Em paralelo às grandes correntes migratórias para o Brasil, por polarização econômica, ocorreram também migrações internas estimuladas pelos mesmos motivos, das regiões com disponibilidade de mão-de-obra para aquelas com aquecimento econômico. Os movimentos migratórios foram também responsáveis pela ocupação de grandes extensões do território brasileiro.
O primeiro fluxo significativo ocorreu no século XVI, quando criadores de gado do litoral nordestino se dirigiram para o Sertão, localizado no interior da região e de clima semiárido. Daí surgiram várias zonas criatórias ao longo do rio São Francisco, eixo delineador do povoamento na época, e que ficou, por isso, conhecido como o “rio dos currais“. Posteriormente tornou-se importante via de interligação entre o Nordeste e o Sudeste, recebendo a denominação de “rio da unidade nacional“.

Registros:

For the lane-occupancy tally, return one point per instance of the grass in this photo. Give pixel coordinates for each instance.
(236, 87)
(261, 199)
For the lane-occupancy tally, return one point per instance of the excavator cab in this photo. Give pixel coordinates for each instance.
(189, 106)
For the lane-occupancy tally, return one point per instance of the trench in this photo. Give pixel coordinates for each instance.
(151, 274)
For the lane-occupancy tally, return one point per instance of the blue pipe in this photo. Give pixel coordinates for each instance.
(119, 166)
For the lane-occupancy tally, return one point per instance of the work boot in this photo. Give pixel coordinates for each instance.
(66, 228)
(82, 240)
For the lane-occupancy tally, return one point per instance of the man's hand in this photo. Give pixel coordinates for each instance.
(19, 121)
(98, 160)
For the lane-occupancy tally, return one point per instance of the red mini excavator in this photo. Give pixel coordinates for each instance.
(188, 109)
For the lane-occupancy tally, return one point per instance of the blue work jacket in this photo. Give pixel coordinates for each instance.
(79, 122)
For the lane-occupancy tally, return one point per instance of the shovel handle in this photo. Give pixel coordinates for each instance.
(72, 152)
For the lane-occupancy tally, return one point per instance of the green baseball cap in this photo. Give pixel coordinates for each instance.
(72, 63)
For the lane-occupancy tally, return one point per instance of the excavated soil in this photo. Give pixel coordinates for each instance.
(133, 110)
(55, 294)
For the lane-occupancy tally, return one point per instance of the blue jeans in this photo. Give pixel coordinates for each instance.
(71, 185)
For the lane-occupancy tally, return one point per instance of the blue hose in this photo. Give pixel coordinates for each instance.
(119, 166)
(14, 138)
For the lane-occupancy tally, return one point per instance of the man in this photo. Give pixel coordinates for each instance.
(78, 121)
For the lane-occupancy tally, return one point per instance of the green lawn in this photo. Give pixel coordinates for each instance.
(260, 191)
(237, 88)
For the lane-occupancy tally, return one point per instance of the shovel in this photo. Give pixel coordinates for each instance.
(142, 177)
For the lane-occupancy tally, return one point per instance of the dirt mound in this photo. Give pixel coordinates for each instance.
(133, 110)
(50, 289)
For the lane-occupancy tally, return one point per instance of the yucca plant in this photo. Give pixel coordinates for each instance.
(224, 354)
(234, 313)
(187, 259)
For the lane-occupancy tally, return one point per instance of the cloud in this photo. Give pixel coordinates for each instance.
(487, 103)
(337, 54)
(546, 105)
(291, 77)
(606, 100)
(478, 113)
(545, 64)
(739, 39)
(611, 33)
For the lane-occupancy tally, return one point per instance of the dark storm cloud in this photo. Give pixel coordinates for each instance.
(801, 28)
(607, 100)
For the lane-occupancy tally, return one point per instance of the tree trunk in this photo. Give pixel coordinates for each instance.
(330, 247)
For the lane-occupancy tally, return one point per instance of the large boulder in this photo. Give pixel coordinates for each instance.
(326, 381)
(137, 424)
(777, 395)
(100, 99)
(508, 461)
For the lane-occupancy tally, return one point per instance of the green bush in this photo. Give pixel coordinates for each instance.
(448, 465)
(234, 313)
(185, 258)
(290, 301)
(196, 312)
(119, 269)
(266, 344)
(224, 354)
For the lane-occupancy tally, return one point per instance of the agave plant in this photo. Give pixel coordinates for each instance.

Instruções e requisitos:
Escreva a continuação do texto sobre as migrações internas no Brasil, começando logo após a última frase mostrada.

Resultado da tarefa:
A atividade criatória tinha a estratégia de abastecer de alimento a Zona da Mata, área onde estava fixada a produção de cana-de-açúcar, produto responsável pela introdução da monocultura no Brasil. O uso do sal como conservante, colocado na carne em mantas, deu origem a um importante alimento regional, a carne-seca ou jabá, geralmente de qualidade inferior. A carne de melhor qualidade, levemente salgada e exposta ao sol para desidratar, é chamada de carne-de-sol.
Nos séculos XVII e XVIII, nordestinos e paulistas foram atraídos para as regiões mineradoras, localizadas nos atuais Estados de Minas Gerais, Bahia, Goiás e Mato Grosso. As “Gerais” não apenas atraíram população portuguesa, como também estimularam o processo migratório de populações já fixadas em outras partes do Brasil.
Em função da necessidade de produção de alimentos e de animais de carga para a região aurífera, o centro-sul do Brasil passou a ter significativa importância. Muitas atividades econômicas paralelas impulsionaram . o povoamento e o desenvolvimento de territórios adjacentes, influenciados pela riqueza tão desejada desde o início da colonização. Não é errado afirmar que muita gente que entrou na “corrida do ouro” teve menos sucesso que os que produziram alimentos e outros gêneros de primeira necessidade para o centro minerador.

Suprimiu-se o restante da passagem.